--- TO DO ---
For the records that follow, give the number of lines containing the word "kayak", with no added text.

--- GIVEN INFORMATION ---
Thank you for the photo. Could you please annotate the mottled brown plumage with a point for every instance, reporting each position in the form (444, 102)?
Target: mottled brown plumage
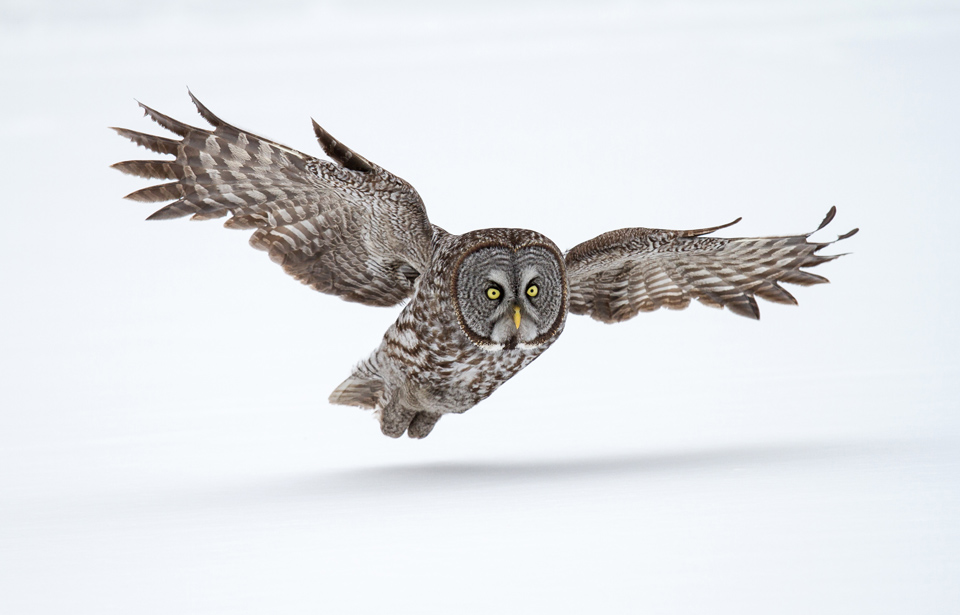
(484, 304)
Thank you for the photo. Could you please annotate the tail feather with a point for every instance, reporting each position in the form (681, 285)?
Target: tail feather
(358, 391)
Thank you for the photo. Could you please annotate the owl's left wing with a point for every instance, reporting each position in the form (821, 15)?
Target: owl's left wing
(621, 273)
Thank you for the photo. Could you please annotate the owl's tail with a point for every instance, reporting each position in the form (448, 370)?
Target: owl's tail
(359, 391)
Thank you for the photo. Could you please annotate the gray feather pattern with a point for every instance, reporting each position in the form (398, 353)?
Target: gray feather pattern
(354, 231)
(351, 229)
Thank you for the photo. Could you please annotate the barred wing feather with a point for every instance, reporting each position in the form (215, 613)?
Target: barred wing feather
(347, 228)
(615, 276)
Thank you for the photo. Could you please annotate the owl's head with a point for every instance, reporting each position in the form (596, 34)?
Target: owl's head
(509, 289)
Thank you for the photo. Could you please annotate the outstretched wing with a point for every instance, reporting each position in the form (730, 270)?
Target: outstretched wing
(348, 228)
(618, 274)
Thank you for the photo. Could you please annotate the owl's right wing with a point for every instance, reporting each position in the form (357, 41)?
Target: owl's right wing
(615, 276)
(348, 228)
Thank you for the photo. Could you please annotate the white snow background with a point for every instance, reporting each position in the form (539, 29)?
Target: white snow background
(165, 441)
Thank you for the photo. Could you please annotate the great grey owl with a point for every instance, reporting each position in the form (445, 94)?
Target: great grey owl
(482, 305)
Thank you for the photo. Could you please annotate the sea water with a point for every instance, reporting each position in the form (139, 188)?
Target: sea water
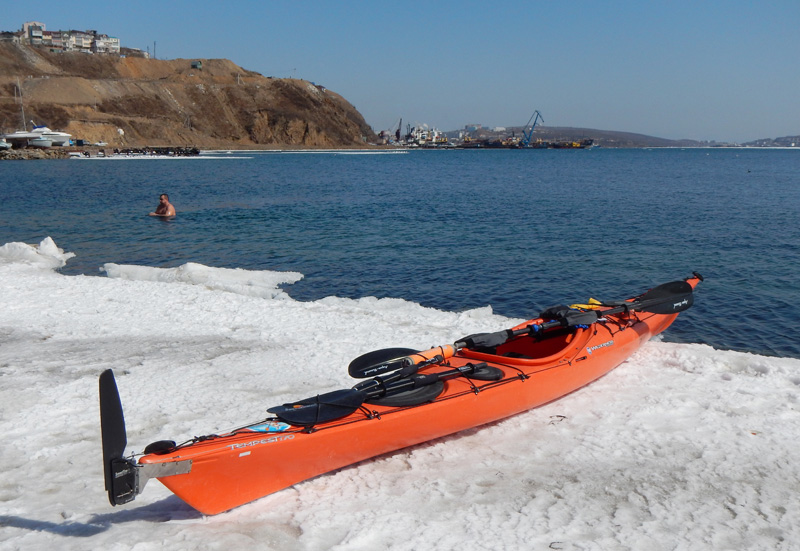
(516, 230)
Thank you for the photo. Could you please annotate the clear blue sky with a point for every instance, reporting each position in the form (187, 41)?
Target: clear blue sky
(705, 70)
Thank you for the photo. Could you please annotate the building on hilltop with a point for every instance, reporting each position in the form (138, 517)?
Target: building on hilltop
(35, 33)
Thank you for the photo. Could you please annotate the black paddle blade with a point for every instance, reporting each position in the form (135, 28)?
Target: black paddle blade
(669, 298)
(374, 363)
(321, 408)
(112, 427)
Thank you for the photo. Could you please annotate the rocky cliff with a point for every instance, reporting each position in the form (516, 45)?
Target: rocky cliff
(133, 101)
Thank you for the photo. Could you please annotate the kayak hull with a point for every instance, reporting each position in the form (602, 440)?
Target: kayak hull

--- WRITTEN ANSWER ---
2